Swap "puts a dot on" for "places a point on" throughout the entries below, and write every line out again with nothing else changed.

[start Records supplied]

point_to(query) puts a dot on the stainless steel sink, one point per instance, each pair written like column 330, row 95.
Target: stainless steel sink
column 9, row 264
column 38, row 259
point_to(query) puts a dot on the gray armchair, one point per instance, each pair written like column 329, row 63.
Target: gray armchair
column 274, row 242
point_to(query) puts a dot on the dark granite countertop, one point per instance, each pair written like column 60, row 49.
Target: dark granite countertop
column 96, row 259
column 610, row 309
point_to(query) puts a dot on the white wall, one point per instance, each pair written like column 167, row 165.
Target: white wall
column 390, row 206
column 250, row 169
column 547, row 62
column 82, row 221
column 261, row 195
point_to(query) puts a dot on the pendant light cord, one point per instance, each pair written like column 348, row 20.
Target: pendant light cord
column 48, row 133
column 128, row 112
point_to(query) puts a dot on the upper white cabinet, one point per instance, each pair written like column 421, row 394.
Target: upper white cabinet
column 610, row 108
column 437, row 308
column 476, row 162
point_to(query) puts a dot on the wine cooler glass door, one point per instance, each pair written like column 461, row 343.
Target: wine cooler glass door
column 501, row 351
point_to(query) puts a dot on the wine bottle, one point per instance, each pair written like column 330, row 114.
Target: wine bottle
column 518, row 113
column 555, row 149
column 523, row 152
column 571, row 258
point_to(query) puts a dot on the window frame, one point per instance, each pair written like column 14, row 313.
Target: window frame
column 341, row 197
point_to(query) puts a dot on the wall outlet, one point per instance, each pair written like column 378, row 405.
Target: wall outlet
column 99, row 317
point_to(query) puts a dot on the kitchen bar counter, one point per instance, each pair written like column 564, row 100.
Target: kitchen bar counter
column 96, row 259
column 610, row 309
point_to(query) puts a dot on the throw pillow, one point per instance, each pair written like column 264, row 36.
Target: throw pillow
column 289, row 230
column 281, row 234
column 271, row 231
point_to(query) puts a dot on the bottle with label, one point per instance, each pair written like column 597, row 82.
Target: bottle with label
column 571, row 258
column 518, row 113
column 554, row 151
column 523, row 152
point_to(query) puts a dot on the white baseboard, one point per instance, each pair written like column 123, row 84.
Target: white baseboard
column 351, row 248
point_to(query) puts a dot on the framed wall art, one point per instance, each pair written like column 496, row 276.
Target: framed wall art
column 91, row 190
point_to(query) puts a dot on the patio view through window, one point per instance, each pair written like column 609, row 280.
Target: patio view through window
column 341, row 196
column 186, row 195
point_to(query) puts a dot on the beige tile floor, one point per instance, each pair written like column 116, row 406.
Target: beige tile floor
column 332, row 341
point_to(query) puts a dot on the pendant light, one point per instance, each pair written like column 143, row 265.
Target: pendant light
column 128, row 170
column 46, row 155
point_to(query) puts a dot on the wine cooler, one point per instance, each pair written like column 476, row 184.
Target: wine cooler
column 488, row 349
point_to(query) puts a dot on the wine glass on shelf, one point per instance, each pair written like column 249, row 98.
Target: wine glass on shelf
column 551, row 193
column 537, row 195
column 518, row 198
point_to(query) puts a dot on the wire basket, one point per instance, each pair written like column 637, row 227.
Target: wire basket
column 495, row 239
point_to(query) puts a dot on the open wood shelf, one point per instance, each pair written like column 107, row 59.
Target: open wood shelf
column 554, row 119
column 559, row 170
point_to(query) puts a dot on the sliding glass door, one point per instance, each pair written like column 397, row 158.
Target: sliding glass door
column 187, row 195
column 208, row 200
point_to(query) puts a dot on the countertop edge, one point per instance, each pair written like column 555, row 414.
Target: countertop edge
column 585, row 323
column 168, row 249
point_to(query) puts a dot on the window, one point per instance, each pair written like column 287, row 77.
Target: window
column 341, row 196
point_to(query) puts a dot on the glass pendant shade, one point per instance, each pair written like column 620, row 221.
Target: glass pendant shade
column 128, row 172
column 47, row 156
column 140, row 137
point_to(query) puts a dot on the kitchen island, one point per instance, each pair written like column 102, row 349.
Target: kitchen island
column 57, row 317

[end Records supplied]

[Task answer]
point_to(query) places a point on the stainless steel sink, one point per instance, each pair written like column 330, row 95.
Target: stainless steel sink
column 9, row 264
column 38, row 259
point_to(query) places a point on the gray armchair, one point per instance, each pair written like column 329, row 63.
Target: gray armchair
column 274, row 242
point_to(query) places a point on the dark granite countertop, one point per instance, each pair written like column 60, row 49.
Target: dark granite countertop
column 96, row 259
column 610, row 309
point_to(query) places a point on the white wall, one point per instance, each pair written like column 167, row 165.
Target: white wall
column 390, row 206
column 250, row 169
column 547, row 62
column 82, row 221
column 261, row 195
point_to(query) places a point on the pendant light cord, one point per instance, each pair written like column 348, row 20.
Target: pendant light cord
column 48, row 133
column 128, row 112
point_to(query) places a point on the upper white cabinet, one point per instance, each pair written like column 421, row 394.
Target: upper white cabinet
column 610, row 108
column 437, row 308
column 476, row 162
point_to(query) places a point on the wine cooler glass door, one point per instance, each pair written like column 461, row 343.
Target: wine cooler glass door
column 501, row 351
point_to(query) places a point on the wine bottle, one point per instance, each pair written like column 330, row 114.
Target: wine bottle
column 518, row 113
column 555, row 149
column 523, row 152
column 571, row 258
point_to(query) places a point on the window frame, one point per instance, each pair written like column 14, row 313.
Target: window frame
column 341, row 197
point_to(query) places a point on the wall outlet, one point per instance, each pair written like column 378, row 405.
Target: wall outlet
column 99, row 317
point_to(query) places a point on the kitchen bar counter, one point per instance, each pair written like column 564, row 100.
Target: kitchen bar counter
column 96, row 259
column 610, row 309
point_to(query) places a point on the throw pillow, one point per instance, each pair written like column 264, row 36.
Target: throw pillow
column 289, row 230
column 281, row 234
column 271, row 231
point_to(query) places a point on the bottle with label, one point per instance, each pair written like column 597, row 82.
Target: bottle with label
column 571, row 258
column 518, row 113
column 554, row 151
column 523, row 152
point_to(query) places a point on the white baseboard, one point per instance, each pair written like column 123, row 84.
Target: white baseboard
column 351, row 248
point_to(query) places a point on the framed wall art, one point per instance, each pair written like column 496, row 276.
Target: framed wall art
column 91, row 190
point_to(query) places a point on the patio view through window, one point per instance, each pair written like column 609, row 280.
Target: patio view through window
column 341, row 196
column 186, row 195
point_to(query) places a point on the beige tile floor, one point per instance, each pair written like column 116, row 406.
Target: beige tile floor
column 332, row 341
point_to(query) places a point on the pendant light, one point per instance, each pair written like column 143, row 265.
Target: pendant light
column 128, row 170
column 46, row 155
point_to(query) places a point on the wine cooler, one point per instance, each pair written like column 476, row 184.
Target: wine cooler
column 488, row 349
point_to(query) places a point on the wine glass on shelf, one point per instance, each pair written like column 249, row 98.
Target: wine glass on shelf
column 551, row 193
column 537, row 195
column 518, row 198
point_to(query) places a point on the wire basket, one point per instance, each pair written like column 637, row 227.
Target: wire basket
column 495, row 239
point_to(query) places a point on the open wood shelf, one point per instance, each pair written like column 107, row 59.
Target: open wood shelf
column 554, row 119
column 559, row 170
point_to(query) places a point on the sliding glass door, one point per instance, each pair written like column 397, row 158.
Target: sliding glass door
column 187, row 195
column 208, row 200
point_to(query) places a point on the countertop edge, one point per instance, each pair written like column 555, row 414.
Target: countertop edge
column 585, row 323
column 168, row 249
point_to(query) places a point on the window, one point per instance, each pair written like column 287, row 77.
Target: window
column 341, row 196
point_to(query) places a point on the glass pendant shade, one point per instance, each pair written like column 620, row 221.
Target: glass pendant shade
column 128, row 172
column 47, row 156
column 140, row 137
point_to(query) places a point on the kitchen island, one point per instance, each pair written like column 102, row 349.
Target: kitchen island
column 57, row 317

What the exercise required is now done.